**Problem requirements:**
Could the entries below be transcribed word for word, with the pictures omitted?
START Source data
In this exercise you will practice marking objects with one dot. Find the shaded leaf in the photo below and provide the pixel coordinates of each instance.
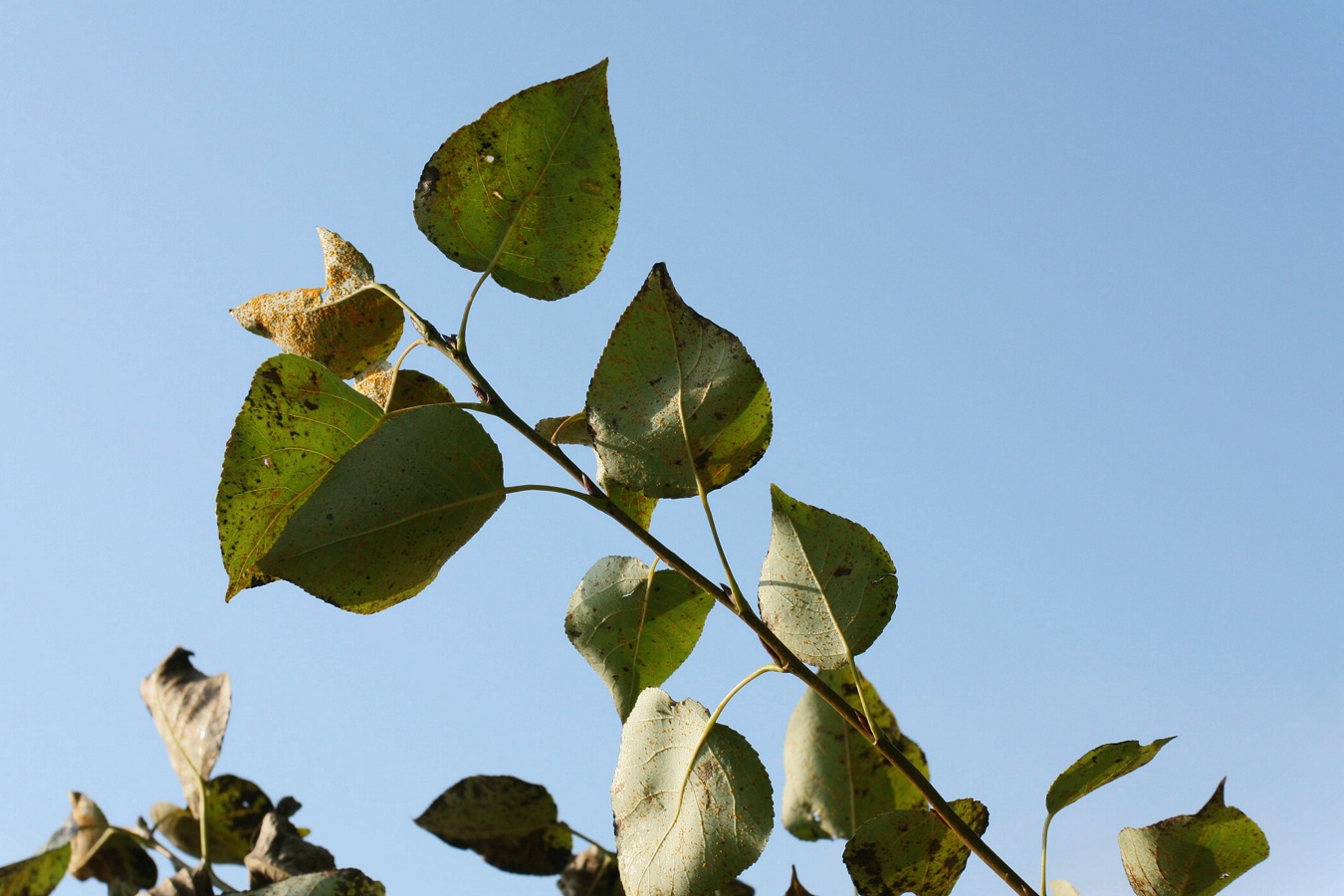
(1193, 854)
(531, 189)
(234, 813)
(346, 881)
(35, 876)
(692, 807)
(382, 523)
(828, 587)
(510, 822)
(298, 422)
(591, 873)
(191, 714)
(835, 781)
(633, 627)
(674, 396)
(100, 852)
(911, 850)
(1097, 769)
(355, 324)
(281, 852)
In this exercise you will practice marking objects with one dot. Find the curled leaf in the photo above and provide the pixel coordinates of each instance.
(510, 822)
(531, 189)
(191, 712)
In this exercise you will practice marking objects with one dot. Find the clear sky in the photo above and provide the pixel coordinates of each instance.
(1048, 297)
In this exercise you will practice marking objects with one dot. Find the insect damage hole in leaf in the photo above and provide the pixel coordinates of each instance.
(531, 189)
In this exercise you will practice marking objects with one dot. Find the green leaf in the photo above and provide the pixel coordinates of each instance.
(382, 523)
(298, 421)
(911, 850)
(346, 330)
(510, 822)
(675, 396)
(107, 854)
(692, 806)
(35, 876)
(191, 714)
(345, 881)
(835, 781)
(634, 629)
(234, 811)
(1193, 854)
(531, 189)
(1097, 769)
(828, 587)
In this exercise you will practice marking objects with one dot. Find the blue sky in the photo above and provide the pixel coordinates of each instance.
(1048, 297)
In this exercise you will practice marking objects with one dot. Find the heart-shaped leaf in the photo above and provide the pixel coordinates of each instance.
(346, 881)
(828, 587)
(107, 854)
(298, 421)
(1193, 854)
(37, 876)
(674, 398)
(633, 627)
(835, 781)
(382, 523)
(234, 811)
(911, 852)
(510, 822)
(692, 803)
(531, 189)
(191, 714)
(349, 328)
(1097, 769)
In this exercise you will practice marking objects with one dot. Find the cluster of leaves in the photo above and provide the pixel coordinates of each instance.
(227, 819)
(359, 492)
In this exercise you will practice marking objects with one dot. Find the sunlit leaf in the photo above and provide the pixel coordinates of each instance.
(298, 421)
(35, 876)
(632, 627)
(234, 813)
(281, 852)
(531, 189)
(346, 328)
(510, 822)
(835, 780)
(107, 854)
(382, 523)
(675, 396)
(1097, 769)
(828, 587)
(911, 850)
(692, 807)
(1193, 854)
(345, 881)
(191, 712)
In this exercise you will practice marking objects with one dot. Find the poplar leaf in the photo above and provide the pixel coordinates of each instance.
(531, 189)
(692, 807)
(346, 881)
(191, 714)
(634, 629)
(911, 850)
(828, 587)
(107, 854)
(675, 396)
(1097, 769)
(346, 328)
(296, 423)
(37, 876)
(1193, 854)
(835, 781)
(510, 822)
(382, 523)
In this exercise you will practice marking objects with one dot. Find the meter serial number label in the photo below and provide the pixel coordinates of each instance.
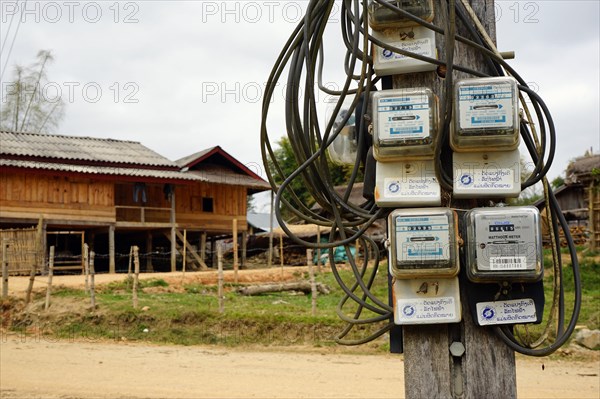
(486, 106)
(422, 47)
(508, 263)
(426, 310)
(514, 311)
(403, 117)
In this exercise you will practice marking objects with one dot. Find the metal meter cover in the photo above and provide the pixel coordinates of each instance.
(381, 17)
(405, 124)
(504, 244)
(486, 115)
(423, 243)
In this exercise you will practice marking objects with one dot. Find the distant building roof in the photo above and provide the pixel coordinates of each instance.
(130, 159)
(87, 149)
(262, 221)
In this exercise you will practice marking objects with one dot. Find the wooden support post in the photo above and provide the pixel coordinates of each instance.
(136, 276)
(281, 251)
(92, 280)
(184, 260)
(270, 263)
(319, 250)
(313, 285)
(50, 274)
(111, 249)
(220, 278)
(235, 252)
(173, 249)
(86, 267)
(203, 246)
(486, 369)
(130, 262)
(149, 249)
(173, 221)
(4, 268)
(244, 248)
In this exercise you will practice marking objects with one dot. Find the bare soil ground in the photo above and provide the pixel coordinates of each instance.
(40, 367)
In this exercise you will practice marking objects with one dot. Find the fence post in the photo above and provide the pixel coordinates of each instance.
(220, 277)
(92, 280)
(136, 275)
(313, 285)
(86, 267)
(50, 274)
(5, 268)
(235, 252)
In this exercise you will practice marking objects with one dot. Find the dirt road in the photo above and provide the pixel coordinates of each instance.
(35, 368)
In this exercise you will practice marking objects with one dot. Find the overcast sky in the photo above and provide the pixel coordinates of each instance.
(181, 76)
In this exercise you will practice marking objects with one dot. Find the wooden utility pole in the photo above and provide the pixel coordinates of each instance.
(480, 365)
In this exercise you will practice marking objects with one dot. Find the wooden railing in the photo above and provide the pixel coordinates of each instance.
(142, 214)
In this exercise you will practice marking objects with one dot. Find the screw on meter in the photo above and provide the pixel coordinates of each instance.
(381, 17)
(504, 244)
(486, 115)
(405, 125)
(423, 243)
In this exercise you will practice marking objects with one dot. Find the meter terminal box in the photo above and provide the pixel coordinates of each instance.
(381, 17)
(423, 243)
(486, 115)
(504, 244)
(344, 148)
(405, 125)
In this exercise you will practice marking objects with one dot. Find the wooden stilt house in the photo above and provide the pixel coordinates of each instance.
(112, 194)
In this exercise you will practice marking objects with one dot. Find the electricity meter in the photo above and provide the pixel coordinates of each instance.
(415, 39)
(405, 125)
(404, 184)
(423, 243)
(486, 115)
(504, 244)
(381, 17)
(344, 148)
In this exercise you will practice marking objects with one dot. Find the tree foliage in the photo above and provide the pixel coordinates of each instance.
(27, 103)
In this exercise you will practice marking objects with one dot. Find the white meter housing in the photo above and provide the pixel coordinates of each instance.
(487, 174)
(427, 301)
(423, 243)
(486, 115)
(405, 184)
(381, 17)
(416, 39)
(504, 244)
(343, 150)
(405, 124)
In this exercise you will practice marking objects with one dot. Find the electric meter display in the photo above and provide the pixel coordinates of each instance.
(423, 243)
(504, 244)
(343, 149)
(381, 17)
(486, 115)
(405, 125)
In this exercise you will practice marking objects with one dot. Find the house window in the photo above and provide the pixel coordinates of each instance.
(207, 204)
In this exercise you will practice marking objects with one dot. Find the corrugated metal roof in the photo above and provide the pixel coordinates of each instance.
(225, 176)
(80, 148)
(100, 170)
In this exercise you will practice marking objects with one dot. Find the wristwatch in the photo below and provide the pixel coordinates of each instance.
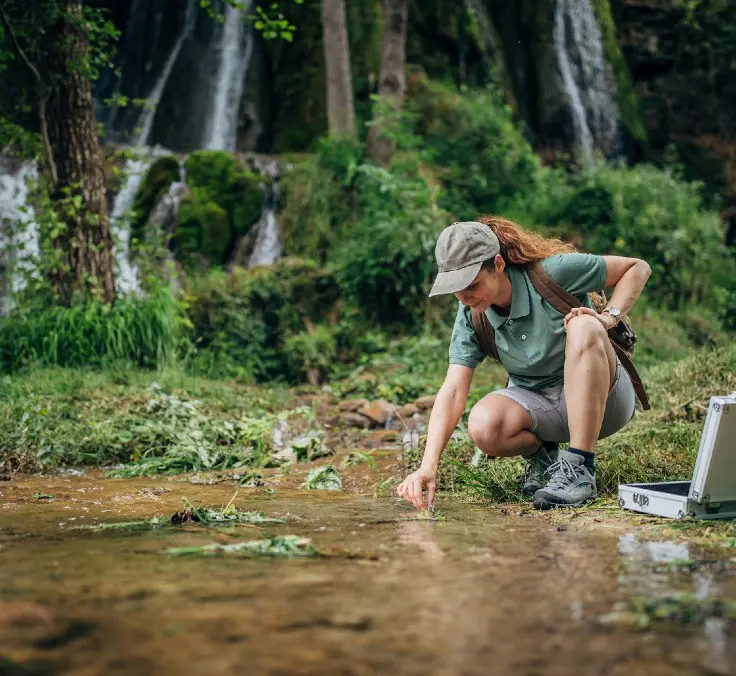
(613, 311)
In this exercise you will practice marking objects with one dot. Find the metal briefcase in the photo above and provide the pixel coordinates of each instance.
(712, 492)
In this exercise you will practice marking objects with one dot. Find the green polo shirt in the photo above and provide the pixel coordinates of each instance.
(531, 340)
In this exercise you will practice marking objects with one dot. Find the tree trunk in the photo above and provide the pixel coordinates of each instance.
(392, 82)
(340, 112)
(84, 267)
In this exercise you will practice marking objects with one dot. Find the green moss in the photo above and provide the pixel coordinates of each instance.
(202, 229)
(628, 101)
(162, 173)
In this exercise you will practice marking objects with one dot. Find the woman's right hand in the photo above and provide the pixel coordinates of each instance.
(412, 488)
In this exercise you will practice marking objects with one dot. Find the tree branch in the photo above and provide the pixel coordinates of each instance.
(40, 95)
END Source data
**Answer to this exercise:**
In this exercise you will practice marking objects with one dot. Find the shaded leaf in the photo below and provide the pixel coordinates of each instance.
(1193, 854)
(531, 189)
(234, 813)
(346, 881)
(35, 876)
(692, 807)
(382, 523)
(828, 587)
(510, 822)
(298, 422)
(591, 873)
(191, 714)
(835, 781)
(633, 627)
(674, 396)
(100, 852)
(911, 850)
(1097, 769)
(355, 324)
(281, 852)
In this exercise you will practice marking objects with one dot. Find the curled leaf in the photo above and provide the pixel coordinates of each instance.
(510, 822)
(531, 189)
(191, 712)
In this exercise you will practice marking objects with one dot. Find the clear sky in the photo above and provide the pixel coordinates of each instance.
(1048, 297)
In this exercise you will practice marking objects with one dot. Find the insect damage hole in leaf in the photo above and provide the pixel coordinates of each instance.
(531, 189)
In this exercise you will practice marking objects with one dot. Find the green leaf in the photo above and provide the pixel coordinates of each instance.
(382, 523)
(298, 421)
(911, 850)
(346, 330)
(510, 822)
(675, 396)
(107, 854)
(692, 806)
(35, 876)
(191, 714)
(345, 881)
(835, 781)
(634, 629)
(234, 811)
(1193, 854)
(531, 189)
(1097, 769)
(828, 587)
In this exercise you will practice marking objects with one dot. Find the blue sky in the photo above and provide the pixel coordinates of each instance.
(1048, 297)
In this exercise you will practice marking objects with one dot. Find the heart-shaped leaf in the photo above and provide the pixel coordinates of each instance.
(346, 881)
(828, 587)
(107, 854)
(298, 421)
(1193, 854)
(37, 876)
(674, 398)
(633, 627)
(835, 781)
(382, 523)
(234, 811)
(911, 852)
(510, 822)
(692, 803)
(531, 189)
(191, 714)
(349, 328)
(1097, 769)
In this exercise you will practice marking objects with one dot. Find the cluster of leaves in the photo above and provide the pixel coordinates of each instance.
(227, 819)
(359, 492)
In this exercise you will practice marking objects with one dot. Find the sunlit leaf in the photo above and provide the pixel coordinates of each instance.
(298, 421)
(35, 876)
(632, 627)
(234, 813)
(281, 852)
(531, 189)
(346, 328)
(510, 822)
(835, 780)
(107, 854)
(382, 523)
(675, 396)
(1097, 769)
(828, 587)
(911, 850)
(692, 807)
(1193, 854)
(345, 881)
(191, 712)
In this exercise you will practice marking objects with one dot. Find the poplar leaf in the photo above and provide the pixel coordinates of each instance.
(531, 189)
(692, 807)
(346, 881)
(191, 714)
(634, 629)
(911, 850)
(828, 587)
(107, 854)
(675, 396)
(1097, 769)
(346, 328)
(296, 423)
(37, 876)
(1193, 854)
(835, 781)
(510, 822)
(382, 523)
In this exercise you will practice marking objects with one dot. Find the meter serial number label in the photo below and provide the pixel coordinates of each instance.
(486, 106)
(422, 47)
(508, 263)
(426, 310)
(514, 311)
(403, 117)
In this exercise you will practice marking objects with one dot. Find the metal meter cover in the photo above and provide the pixel coordinates of each instance.
(381, 17)
(405, 124)
(504, 244)
(486, 115)
(423, 243)
In this exercise you will practice marking objects with one dot. Find the distant building roof in the photo above and provide the pixel coordinates of each instance.
(130, 159)
(87, 149)
(262, 221)
In this exercise you will practice marking objects with one dot. Find the wooden support post in the photo above and provide the pixel coordinates of each instance.
(136, 276)
(281, 251)
(92, 280)
(184, 260)
(270, 263)
(319, 250)
(313, 285)
(50, 274)
(111, 249)
(220, 278)
(235, 252)
(173, 249)
(86, 267)
(203, 246)
(486, 369)
(130, 262)
(149, 249)
(173, 221)
(4, 268)
(244, 248)
In this exercise you will practice marking objects with one dot. Find the bare soil ground in the photo above and provide the pixel coordinates of each instance.
(40, 367)
In this exercise you will practice marking objects with one dot. Find the fence post in the photo above and provide the pixel coordinates of each instance.
(220, 277)
(92, 280)
(136, 275)
(313, 285)
(86, 267)
(50, 274)
(5, 268)
(235, 252)
In this exercise you will practice marking objects with one dot. Find the dirt road in the photo above and provide the pixel coordinates of each instance.
(35, 368)
In this exercise you will practice marking objects with one dot. Find the overcast sky in the photo above and provide the pixel coordinates of each instance.
(181, 76)
In this exercise you will practice marking objects with one dot. Find the wooden utility pole in the photo above and provide the pixel coordinates of each instance.
(480, 365)
In this exercise you will practice marking objects with one dot. Find the wooden railing in the photo above and provide the pixel coordinates of each instance.
(142, 214)
In this exercise you will practice marking objects with one dot. Find the screw on meter in the photo above and provide the pixel coordinates of each instance.
(381, 17)
(504, 244)
(486, 115)
(405, 125)
(423, 243)
In this exercise you will practice marking objects with one dot. Find the meter terminal box in the photo above and provide the pixel coordinates of each instance.
(381, 17)
(423, 243)
(486, 115)
(504, 244)
(344, 148)
(405, 125)
In this exercise you will practice marking objects with one dot. Find the wooden stilt house in the photo above and provide the pixel coordinates of each instance.
(112, 194)
In this exercise you will practice marking objects with one dot. Find the electricity meter in the photo above and provide the pixel coordinates of each instance.
(415, 39)
(405, 125)
(404, 184)
(423, 243)
(486, 115)
(504, 244)
(381, 17)
(344, 148)
In this exercise you will practice marking objects with one dot. Find the tree foliage in the photo above and provide the pixel coordinates of each instance.
(27, 103)
In this exercise you will practice marking objects with one dot. Find the white meter housing in the photo above and provide the pixel coordinates of each instance.
(487, 174)
(427, 301)
(423, 243)
(486, 115)
(405, 184)
(381, 17)
(416, 39)
(504, 244)
(343, 150)
(405, 124)
In this exercise you will practice marking objects with one dot. Find the electric meter display in the photo above and provide the pixel coordinates of each instance.
(423, 243)
(504, 244)
(343, 149)
(381, 17)
(486, 115)
(405, 125)
In this exercise you will practice marking objects with one dot. Find the house window in the photo above and provide the pixel coordinates of each instance.
(207, 204)
In this exercise you will practice marking objects with one dot. Find the corrugated metal roof in the photo above and provide the pixel coordinates of each instance.
(225, 176)
(80, 148)
(100, 170)
In this exercise you will practice marking objects with one dot. Find the wristwatch in the photo below and provide the pixel coordinates of each instance.
(613, 311)
In this exercise you will practice marking objects with one dot. Find the metal briefcase in the photo above and provide the pixel coordinates of each instance.
(712, 492)
In this exercise you will practice marking objects with one dot. Find the green polo shirt in the photo above and provide the pixel coordinates of each instance.
(531, 340)
In this exercise you will practice marking objects with one dot. Find the tree trunk in the photo above and provide the pixel coordinates of each instance.
(392, 82)
(340, 112)
(84, 267)
In this exercise you will practice marking objects with one dot. Find the green moss in the photo above and provide the pixel coordinates of each instance.
(202, 229)
(628, 101)
(162, 173)
In this exercise you will practice marking objects with one dot. Find the woman's right hand in the photo above and provide the pixel coordinates of each instance.
(412, 488)
In this exercise you will practice marking objects with one dot. Find the tree branch in the photo above and provide the pixel coordinates of each instance.
(40, 95)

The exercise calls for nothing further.